**MATERIAL PROVIDED**
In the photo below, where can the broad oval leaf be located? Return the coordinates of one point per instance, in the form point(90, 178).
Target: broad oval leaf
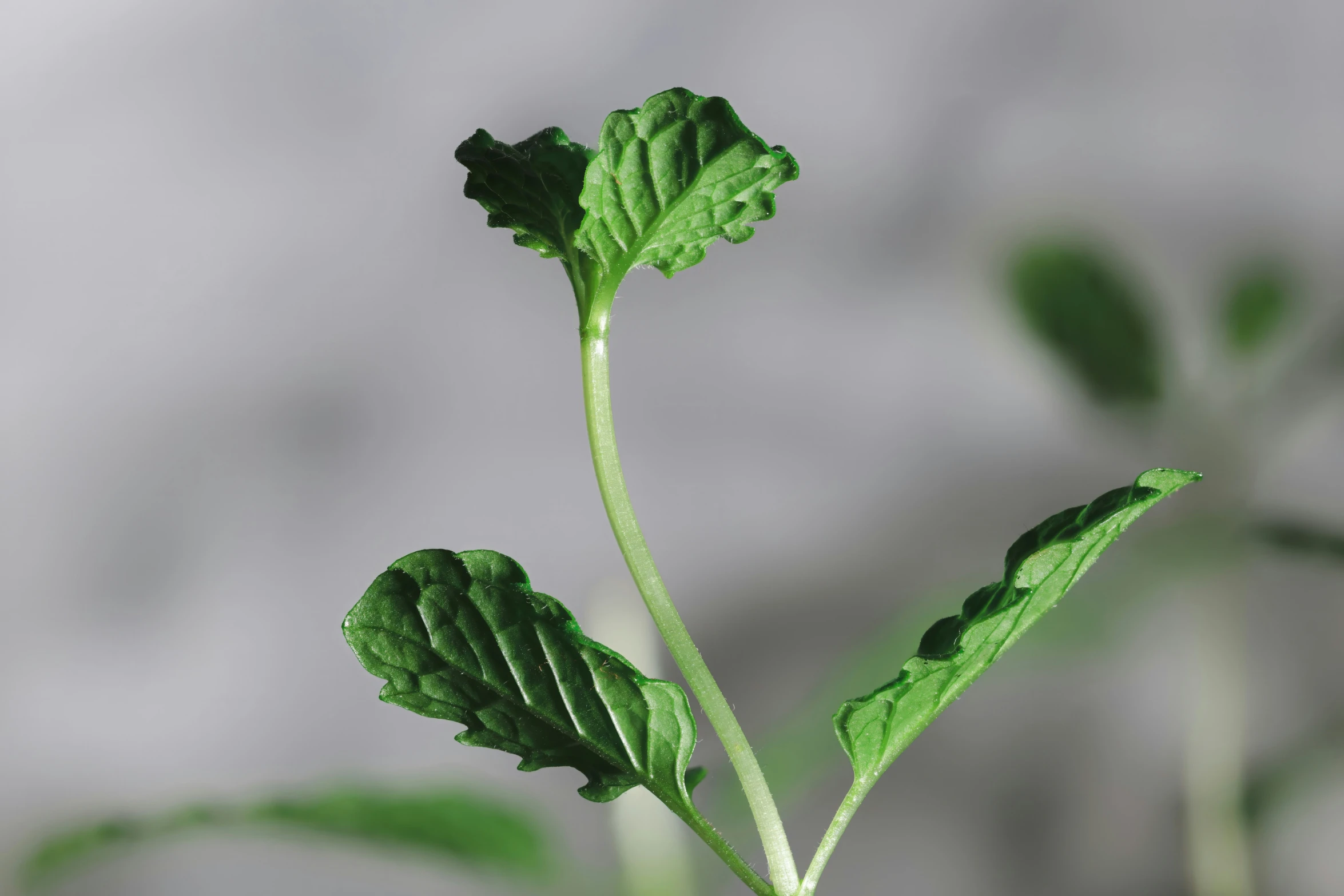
point(464, 637)
point(671, 178)
point(1038, 570)
point(531, 187)
point(448, 822)
point(1084, 308)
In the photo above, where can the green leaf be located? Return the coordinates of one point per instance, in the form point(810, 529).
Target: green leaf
point(1084, 308)
point(671, 178)
point(1258, 302)
point(464, 637)
point(1038, 570)
point(447, 822)
point(531, 187)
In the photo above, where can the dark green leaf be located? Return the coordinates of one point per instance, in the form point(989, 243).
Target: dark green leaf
point(446, 822)
point(1088, 313)
point(464, 637)
point(671, 178)
point(1257, 305)
point(1301, 539)
point(531, 187)
point(1038, 570)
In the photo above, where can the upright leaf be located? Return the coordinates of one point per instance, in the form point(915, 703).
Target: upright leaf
point(531, 187)
point(1086, 312)
point(671, 178)
point(464, 637)
point(439, 821)
point(1257, 305)
point(1038, 570)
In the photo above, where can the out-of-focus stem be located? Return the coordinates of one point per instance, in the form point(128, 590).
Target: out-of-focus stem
point(1215, 746)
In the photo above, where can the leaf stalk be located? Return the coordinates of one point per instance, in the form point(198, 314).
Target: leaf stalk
point(844, 814)
point(607, 463)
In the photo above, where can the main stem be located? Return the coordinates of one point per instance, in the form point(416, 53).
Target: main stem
point(611, 481)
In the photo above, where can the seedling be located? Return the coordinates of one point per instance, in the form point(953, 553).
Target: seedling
point(464, 637)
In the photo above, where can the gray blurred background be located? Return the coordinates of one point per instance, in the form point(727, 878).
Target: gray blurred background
point(257, 345)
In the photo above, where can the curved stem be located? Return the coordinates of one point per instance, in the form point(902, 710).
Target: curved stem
point(828, 843)
point(611, 480)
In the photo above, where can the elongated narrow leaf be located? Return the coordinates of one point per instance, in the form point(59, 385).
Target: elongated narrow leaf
point(1084, 308)
point(671, 178)
point(531, 187)
point(464, 637)
point(1039, 568)
point(1257, 306)
point(439, 821)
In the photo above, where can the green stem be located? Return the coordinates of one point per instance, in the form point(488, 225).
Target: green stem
point(611, 480)
point(725, 851)
point(832, 837)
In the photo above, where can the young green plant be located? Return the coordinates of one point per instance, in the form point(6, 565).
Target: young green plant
point(464, 637)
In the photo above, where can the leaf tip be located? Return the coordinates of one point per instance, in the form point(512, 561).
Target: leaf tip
point(1167, 480)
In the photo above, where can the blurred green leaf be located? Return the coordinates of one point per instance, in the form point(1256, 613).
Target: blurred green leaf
point(1301, 539)
point(464, 637)
point(1084, 308)
point(1038, 570)
point(467, 828)
point(1291, 773)
point(1257, 305)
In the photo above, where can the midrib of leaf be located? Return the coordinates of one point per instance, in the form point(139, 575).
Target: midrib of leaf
point(646, 238)
point(522, 700)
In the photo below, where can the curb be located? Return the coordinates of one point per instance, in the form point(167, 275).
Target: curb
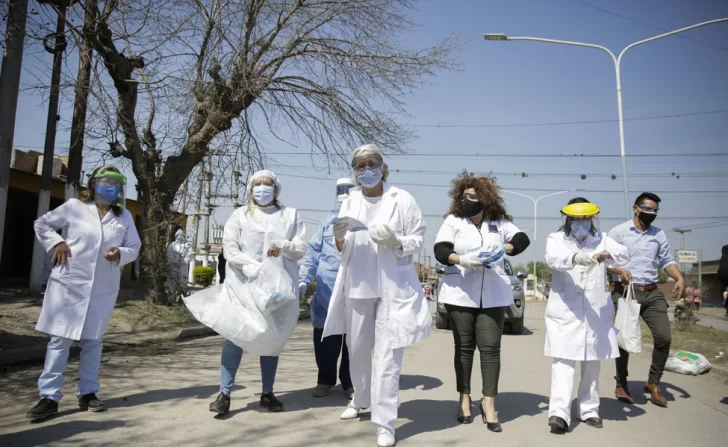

**BRIEF**
Turn all of the material above into a numbered list with one line per item, skipping any blank lines. Leave the pictures out.

**COMPLETE RESPONSE**
1. In the photo below, where can the broad oval leaf be located? Return the coordinates of one point per instance, in the form point(90, 178).
2. Target: broad oval leaf
3. point(464, 637)
4. point(671, 178)
5. point(1038, 570)
6. point(531, 187)
7. point(448, 822)
8. point(1084, 308)
9. In the photo above, where can the green leaf be located? Return the coordinates of one point per instance, in the form point(810, 529).
10. Target: green leaf
11. point(1084, 308)
12. point(671, 178)
13. point(1258, 302)
14. point(464, 637)
15. point(1038, 570)
16. point(447, 822)
17. point(531, 187)
18. In the photo above, where can the dark green leaf be located? Return the coordinates of one point per instance, in the form point(989, 243).
19. Target: dark green leaf
20. point(446, 822)
21. point(1088, 313)
22. point(464, 637)
23. point(671, 178)
24. point(1257, 305)
25. point(1301, 539)
26. point(531, 187)
27. point(1038, 570)
28. In the photo above, where can the upright leaf be located? Return the coordinates of one point per instance, in the form point(915, 703).
29. Target: upright leaf
30. point(531, 187)
31. point(1086, 312)
32. point(671, 178)
33. point(464, 637)
34. point(439, 821)
35. point(1257, 305)
36. point(1038, 570)
37. In the photo above, where can the out-of-focus stem be located? Return the coordinates of one point per instance, in the form point(128, 590).
38. Target: out-of-focus stem
39. point(1215, 746)
40. In the photo above, where can the leaf stalk be located? Return the coordinates of one point per instance, in the form point(198, 314).
41. Target: leaf stalk
42. point(844, 814)
43. point(607, 463)
44. In the photo above, where can the main stem be located? Return the coordinates of one point per instance, in the form point(416, 53).
45. Target: main stem
46. point(611, 481)
47. In the photo above, where can the seedling be located? Return the coordinates of one point per instance, in the form point(953, 553).
48. Target: seedling
49. point(464, 637)
50. In the photo above, where can the gray blurred background be located? Return the coordinates of one point per instance, in the form point(727, 878).
51. Target: gray blurred background
52. point(257, 345)
53. In the photo above, where can the curved stem be located? Return the coordinates of one point per instance, in the form point(902, 710).
54. Target: curved stem
55. point(828, 843)
56. point(611, 480)
57. In the photo above, where can the elongated narrow leaf be located? Return the coordinates of one point per instance, in the form point(59, 385).
58. Target: elongated narrow leaf
59. point(1084, 308)
60. point(671, 178)
61. point(531, 187)
62. point(464, 637)
63. point(1039, 568)
64. point(1257, 306)
65. point(439, 821)
66. In the photo above, where can the green stem be located? Return the coordinates of one point per instance, in the form point(488, 225).
67. Target: green stem
68. point(611, 480)
69. point(725, 851)
70. point(832, 837)
71. In the photo above, where can the young green plant be located? Return the coordinates of one point per instance, in the form point(6, 565).
72. Target: young green plant
73. point(464, 637)
74. In the photo above, where can the leaf tip be located? Return the coordinates of one point per instance, in the form point(512, 561).
75. Target: leaf tip
76. point(1167, 480)
77. In the photo above, where can the blurred green leaf be located? Return the coordinates of one point per instance, in the form point(1256, 613).
78. Target: blurred green leaf
79. point(1301, 539)
80. point(464, 637)
81. point(1084, 308)
82. point(1038, 570)
83. point(467, 828)
84. point(1291, 773)
85. point(1257, 305)
86. In the photo above, where can the midrib of leaf be located? Return the coordinates of one point per instance, in the form point(139, 575).
87. Target: midrib of leaf
88. point(646, 238)
89. point(522, 700)
90. In the photo below, where can the curb be located? Return the coordinates of one point per instance, in the form point(167, 275).
91. Target: curb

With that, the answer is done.